# Your objective:
Copy every row below, substituting "rectangle" for each "bounding box" and leaving all other wording unchanged. Omit the pictures from your copy.

# Available records:
---+---

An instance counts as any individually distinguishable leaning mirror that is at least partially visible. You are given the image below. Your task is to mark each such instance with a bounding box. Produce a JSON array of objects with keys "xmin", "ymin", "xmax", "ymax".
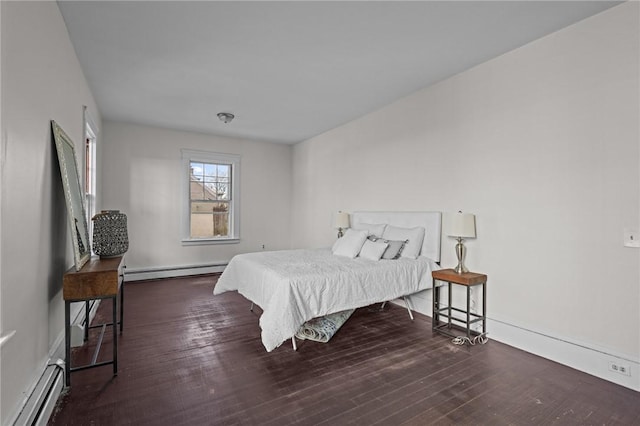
[{"xmin": 51, "ymin": 120, "xmax": 91, "ymax": 271}]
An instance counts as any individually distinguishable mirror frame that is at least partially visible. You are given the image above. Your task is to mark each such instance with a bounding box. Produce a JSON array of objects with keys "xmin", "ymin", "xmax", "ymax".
[{"xmin": 51, "ymin": 120, "xmax": 91, "ymax": 271}]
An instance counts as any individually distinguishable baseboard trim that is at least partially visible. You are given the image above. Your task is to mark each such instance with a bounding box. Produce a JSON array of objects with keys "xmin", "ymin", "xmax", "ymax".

---+---

# Full answer:
An instance counts as any individually distinguishable leaning mirror that is at least partially visible. You are given the image below. Your task is to mark each such instance with a rectangle. Produce a JSON array of objects with keys "xmin", "ymin", "xmax", "ymax".
[{"xmin": 51, "ymin": 120, "xmax": 91, "ymax": 271}]
An instance counts as any individually distinguishable mirror frame that is at least partially visible. You are given the image above. Your task is to mark each such instance with a rectangle. Produce a JSON array of objects with keys "xmin", "ymin", "xmax", "ymax".
[{"xmin": 51, "ymin": 120, "xmax": 91, "ymax": 271}]
An instance counts as any individually distinguishable baseboard trim that is at least partially visible. You are given the image above. Your task is to mark each such instance with a rectangle. Produce a JSON array of objects with keys "xmin", "ymin", "xmax", "ymax".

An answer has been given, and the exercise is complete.